Seçilen Bölüm »

Bize kendinizden bahsedebilir misiniz? Kimsiniz, ne yapıyorsunuz?

Merhaba ben Mert Toptaş. Yirmi altı yaşındayım, 2020 yılında İstanbul Aydın Üniversitesi Hukuk Fakültesi bölümünden mezun oldum. Mezun olduktan sonra ise yazılım sektörüne geçiş yaptım ve bir yıldır aktif olarak çalışmaktayım. Mobil uygulamalar geliştirmekteyim. Bulunduğum projeler arasında Hopi ve Istegelsin bulunmakta.

Yazılıma nasıl başladınız? Avukatlıktan neden Yazılım’a geçiş yaptınız?

Hukuk fakültesi ikinci sınıftayken bir hobi olarak yazılıma başladım. Daha sonrasında hobiyi ilerlettim ve profesyonel olarak yapma kararı aldım. Kararı aldıktan sonra da hukuk eğitimini devam ettirdim. O sıralar önce C# ile masaüstü uygulamaları daha sonrasında mobil uygulama geliştirmeyi devam ettirmiştim. 2020 yılında mezun olduktan sonra Invio şirketinde stajyer Android Geliştirici olarak çalışmaya başlayarak yazılıma profesyonel olarak geçiş yaptım.

Avukatlıktan geçmemin en büyük sebebi avukatlık mesleğinin kendi kişilik yapıma uygun olmamasıydı. En başta ilgimi çekmiyordu. Onun harici çok fazla koşuşturmalar, insanlarla sürekli birebir iletişimde olmak, mesleki tatminin çok olmaması, yaptığım işten zevk almıyor olmam ve en önemlisi kod yazıyor olmaktan çok zevk almamdan dolayı geçiş yaptım. Geçiş yapma kararı verirken tamamen ne istediğime ve kişilik yapıma uygun şekilde hangisinin uygun olduğunu düşünerek karar verdim. Şu an için hiç pişman olmadım, gerçekten de avukatlık bana göre değilmiş. Mesleğimde şu an oldukça mutluyum.

Veri Kümesinden Alıntılar »

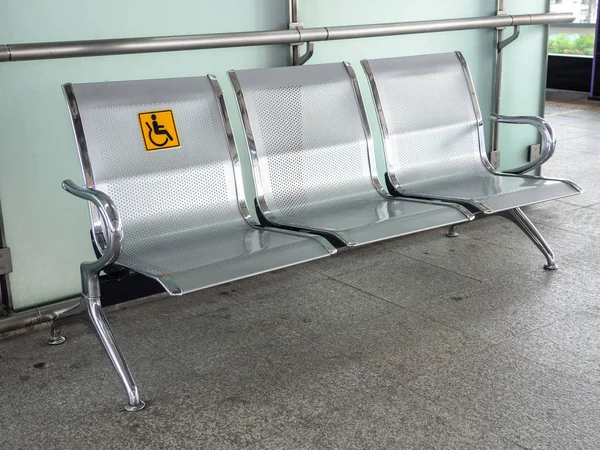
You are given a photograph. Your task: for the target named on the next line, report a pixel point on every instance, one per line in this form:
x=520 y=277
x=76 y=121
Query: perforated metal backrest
x=160 y=193
x=429 y=116
x=308 y=135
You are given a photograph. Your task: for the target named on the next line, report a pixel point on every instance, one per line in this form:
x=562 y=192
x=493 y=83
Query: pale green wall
x=523 y=83
x=47 y=229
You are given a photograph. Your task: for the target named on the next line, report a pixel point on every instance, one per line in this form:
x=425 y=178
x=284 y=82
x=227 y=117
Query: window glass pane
x=577 y=38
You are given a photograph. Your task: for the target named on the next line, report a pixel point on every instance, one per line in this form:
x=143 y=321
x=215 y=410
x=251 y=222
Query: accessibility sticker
x=159 y=130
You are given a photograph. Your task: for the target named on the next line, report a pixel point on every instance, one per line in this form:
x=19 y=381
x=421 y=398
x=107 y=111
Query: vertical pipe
x=294 y=18
x=5 y=299
x=497 y=79
x=595 y=84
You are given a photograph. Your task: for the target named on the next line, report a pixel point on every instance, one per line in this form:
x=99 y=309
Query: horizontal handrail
x=124 y=46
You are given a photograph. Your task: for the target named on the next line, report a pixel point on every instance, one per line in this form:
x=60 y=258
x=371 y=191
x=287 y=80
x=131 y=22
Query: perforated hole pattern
x=167 y=199
x=314 y=144
x=433 y=131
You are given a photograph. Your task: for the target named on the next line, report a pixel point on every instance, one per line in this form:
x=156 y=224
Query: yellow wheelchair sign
x=158 y=130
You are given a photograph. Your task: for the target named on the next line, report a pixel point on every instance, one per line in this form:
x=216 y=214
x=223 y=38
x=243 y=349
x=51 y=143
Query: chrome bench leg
x=77 y=313
x=90 y=312
x=517 y=216
x=452 y=231
x=107 y=338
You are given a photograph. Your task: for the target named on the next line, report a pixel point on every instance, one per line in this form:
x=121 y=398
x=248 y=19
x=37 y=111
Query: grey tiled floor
x=420 y=342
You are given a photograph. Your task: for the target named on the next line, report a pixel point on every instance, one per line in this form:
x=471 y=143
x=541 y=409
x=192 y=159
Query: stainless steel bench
x=313 y=158
x=435 y=148
x=175 y=213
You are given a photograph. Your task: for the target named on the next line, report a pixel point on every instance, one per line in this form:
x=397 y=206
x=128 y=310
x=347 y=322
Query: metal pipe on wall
x=106 y=47
x=36 y=316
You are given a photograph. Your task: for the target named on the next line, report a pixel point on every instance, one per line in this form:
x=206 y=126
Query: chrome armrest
x=114 y=234
x=548 y=139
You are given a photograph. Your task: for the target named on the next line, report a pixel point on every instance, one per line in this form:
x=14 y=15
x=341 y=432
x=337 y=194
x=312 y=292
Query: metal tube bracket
x=5 y=261
x=296 y=58
x=514 y=37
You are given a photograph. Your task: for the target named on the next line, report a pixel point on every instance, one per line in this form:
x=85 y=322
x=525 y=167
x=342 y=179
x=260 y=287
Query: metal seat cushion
x=497 y=192
x=179 y=207
x=433 y=138
x=369 y=217
x=312 y=164
x=190 y=261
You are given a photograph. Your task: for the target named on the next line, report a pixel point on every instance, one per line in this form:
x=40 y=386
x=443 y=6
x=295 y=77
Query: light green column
x=523 y=83
x=46 y=228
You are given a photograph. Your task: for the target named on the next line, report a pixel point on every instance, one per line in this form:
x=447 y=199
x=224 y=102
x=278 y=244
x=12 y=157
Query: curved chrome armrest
x=114 y=234
x=548 y=139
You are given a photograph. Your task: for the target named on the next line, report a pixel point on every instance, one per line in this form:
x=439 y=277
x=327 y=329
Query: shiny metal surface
x=77 y=49
x=313 y=161
x=518 y=217
x=35 y=316
x=113 y=235
x=191 y=191
x=546 y=132
x=4 y=53
x=178 y=218
x=433 y=136
x=294 y=15
x=89 y=311
x=452 y=231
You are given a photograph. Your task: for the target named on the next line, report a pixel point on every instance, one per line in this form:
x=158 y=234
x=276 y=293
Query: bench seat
x=494 y=193
x=187 y=262
x=314 y=160
x=368 y=217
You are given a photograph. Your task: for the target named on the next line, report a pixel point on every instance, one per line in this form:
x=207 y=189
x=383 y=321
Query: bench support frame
x=518 y=217
x=89 y=309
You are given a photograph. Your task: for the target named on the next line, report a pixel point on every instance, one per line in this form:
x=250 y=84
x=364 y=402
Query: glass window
x=574 y=39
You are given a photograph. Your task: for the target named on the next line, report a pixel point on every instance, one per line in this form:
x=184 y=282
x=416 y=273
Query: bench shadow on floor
x=418 y=342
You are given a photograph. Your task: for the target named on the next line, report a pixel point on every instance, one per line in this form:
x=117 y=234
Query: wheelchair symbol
x=158 y=130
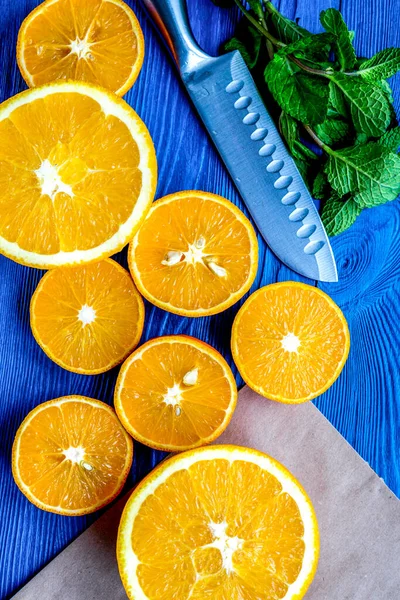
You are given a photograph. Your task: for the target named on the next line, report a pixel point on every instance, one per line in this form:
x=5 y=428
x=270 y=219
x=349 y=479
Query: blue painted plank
x=364 y=404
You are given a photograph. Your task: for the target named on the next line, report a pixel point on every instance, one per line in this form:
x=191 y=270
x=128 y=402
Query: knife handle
x=171 y=18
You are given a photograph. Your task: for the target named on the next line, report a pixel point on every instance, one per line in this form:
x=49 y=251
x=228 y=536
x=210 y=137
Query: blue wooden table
x=364 y=404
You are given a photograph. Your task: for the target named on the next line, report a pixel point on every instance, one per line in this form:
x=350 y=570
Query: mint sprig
x=341 y=102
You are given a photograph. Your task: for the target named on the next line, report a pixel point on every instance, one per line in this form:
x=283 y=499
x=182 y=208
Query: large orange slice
x=88 y=318
x=77 y=174
x=98 y=41
x=195 y=255
x=218 y=523
x=175 y=393
x=290 y=342
x=71 y=455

Görev Talimatları »
(a) Röportaja göre Mert Toptaş yazılıma hangi dönemde başlamıştır?
(b) Röportajın "Merhaba ben Mert" sözcükleriyle başlayıp "olarak geçiş yaptım." sözcüklerine kadar devam eden kısmını aynen yazıya geçiriniz.
Satırlar başka bir kaynaktan alınmıştır.

Görevlere Göre Sonuçlar »
(a) Hukuk fakültesi ikinci sınıftayken başlamıştır.

(b)
Merhaba ben Mert Toptaş. Yirmi altı yaşındayım, 2020 yılında İstanbul Aydın Üniversitesi Hukuk Fakültesi bölümünden mezun oldum. Mezun olduktan sonra ise yazılım sektörüne geçiş yaptım ve bir yıldır aktif olarak çalışmaktayım. Mobil uygulamalar geliştirmekteyim. Bulunduğum projeler arasında Hopi ve Istegelsin bulunmakta.

Yazılıma nasıl başladınız? Avukatlıktan neden Yazılım’a geçiş yaptınız?

Hukuk fakültesi ikinci sınıftayken bir hobi olarak yazılıma başladım. Daha sonrasında hobiyi ilerlettim ve profesyonel olarak yapma kararı aldım. Kararı aldıktan sonra da hukuk eğitimini devam ettirdim. O sıralar önce C# ile masaüstü uygulamaları daha sonrasında mobil uygulama geliştirmeyi devam ettirmiştim. 2020 yılında mezun olduktan sonra Invio şirketinde stajyer Android Geliştirici olarak çalışmaya başlayarak yazılıma profesyonel olarak geçiş yaptım.